WHAT YOU SHOULD DO - Copy every record exactly.

─── MATERIAL PROVIDED ───

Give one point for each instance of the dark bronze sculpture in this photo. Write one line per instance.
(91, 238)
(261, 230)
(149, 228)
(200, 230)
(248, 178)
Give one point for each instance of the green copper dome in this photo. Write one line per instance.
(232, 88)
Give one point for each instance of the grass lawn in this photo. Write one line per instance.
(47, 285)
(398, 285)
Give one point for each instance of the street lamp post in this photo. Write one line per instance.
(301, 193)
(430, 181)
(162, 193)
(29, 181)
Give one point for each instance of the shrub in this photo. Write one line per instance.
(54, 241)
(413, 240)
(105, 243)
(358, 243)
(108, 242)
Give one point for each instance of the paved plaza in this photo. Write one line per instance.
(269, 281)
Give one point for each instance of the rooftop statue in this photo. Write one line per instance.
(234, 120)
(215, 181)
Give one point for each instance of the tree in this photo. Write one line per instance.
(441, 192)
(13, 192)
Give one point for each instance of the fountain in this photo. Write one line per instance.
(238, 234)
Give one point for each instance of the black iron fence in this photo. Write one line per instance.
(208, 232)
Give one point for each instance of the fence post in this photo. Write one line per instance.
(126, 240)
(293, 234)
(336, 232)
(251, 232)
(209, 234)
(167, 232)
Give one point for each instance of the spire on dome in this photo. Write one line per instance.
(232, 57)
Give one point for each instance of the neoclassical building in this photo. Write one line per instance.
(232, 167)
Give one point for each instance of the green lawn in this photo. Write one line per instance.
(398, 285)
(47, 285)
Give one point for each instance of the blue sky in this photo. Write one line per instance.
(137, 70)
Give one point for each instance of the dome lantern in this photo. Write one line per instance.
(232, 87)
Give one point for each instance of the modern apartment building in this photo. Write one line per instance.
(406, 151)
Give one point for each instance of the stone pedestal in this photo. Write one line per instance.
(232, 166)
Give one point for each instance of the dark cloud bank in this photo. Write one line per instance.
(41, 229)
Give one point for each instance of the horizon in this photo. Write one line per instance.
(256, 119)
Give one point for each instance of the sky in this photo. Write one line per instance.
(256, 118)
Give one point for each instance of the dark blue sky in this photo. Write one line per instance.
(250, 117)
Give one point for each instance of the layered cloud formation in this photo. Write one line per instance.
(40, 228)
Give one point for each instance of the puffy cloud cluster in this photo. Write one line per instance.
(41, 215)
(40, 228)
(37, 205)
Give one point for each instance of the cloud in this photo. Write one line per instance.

───

ANSWER BELOW -
Give one point for each instance of the dark bronze sculpture in this photo. Write one line per instance.
(91, 238)
(261, 230)
(149, 228)
(200, 230)
(248, 178)
Give one point for each instance of the green copper dome in this photo. Write one line per instance.
(232, 88)
Give one point for each instance of the grass lawn in this photo. Write one line per instance.
(47, 285)
(398, 285)
Give one point for each instance of the street lamp post in this photo. Write one line per instance.
(301, 193)
(430, 181)
(162, 193)
(29, 181)
Give one point for each instance of the shrub in this photo. Write one line per instance.
(54, 241)
(413, 240)
(105, 243)
(358, 243)
(108, 242)
Give one point for each instance of the paved plaza in this photo. Write one line per instance.
(269, 281)
Give one point for each instance of the rooftop statue in this photo. Write one line per instance.
(234, 120)
(215, 181)
Give one point for each instance of the tree in this photo. Write one line per instance.
(441, 192)
(13, 192)
Give one point for each instance of the fountain in this photo. Write one line per instance.
(238, 234)
Give one point for each instance of the black iron fence in this photo. Write one line per instance.
(208, 232)
Give one point for each instance of the fence post in this photo. Write one line per instance.
(126, 240)
(293, 234)
(336, 232)
(251, 232)
(209, 234)
(167, 232)
Give one point for each instance of the spire on dome in this photo. Write one line per instance.
(232, 57)
Give one point for each instance of the neoclassical building in this photo. Write one line per instance.
(232, 167)
Give one point for each instance of the green lawn in this photo. Write one line per instance.
(398, 285)
(47, 285)
Give one point for each instance of the blue sky in this photo. Write one line per instance.
(137, 70)
Give one point for each instance of the dome lantern in this photo. Write one line per instance.
(232, 87)
Give one point for each instance of the modern apartment building in this photo. Write one line per instance.
(406, 151)
Give one point for each instance of the stone pedestal in this photo. Write one line per instance.
(232, 166)
Give one point for each instance of the dark cloud bank in this photo. Write one line per instance.
(41, 229)
Give one point for each instance of the horizon in this photo. Write one line per instance.
(256, 119)
Give one point for each instance of the sky in this photo. Write one line per instance.
(256, 118)
Give one point for each instance of the dark blue sky in this photo. Write one line per instance.
(250, 117)
Give one point for each instance of the layered cloud formation in this photo. Write one line per instance.
(40, 228)
Give one point for each instance of the puffy cloud cluster in this photo. Write one line per instance.
(41, 215)
(40, 228)
(37, 205)
Give one point for each instance of the cloud in this photo. Write one line per instance.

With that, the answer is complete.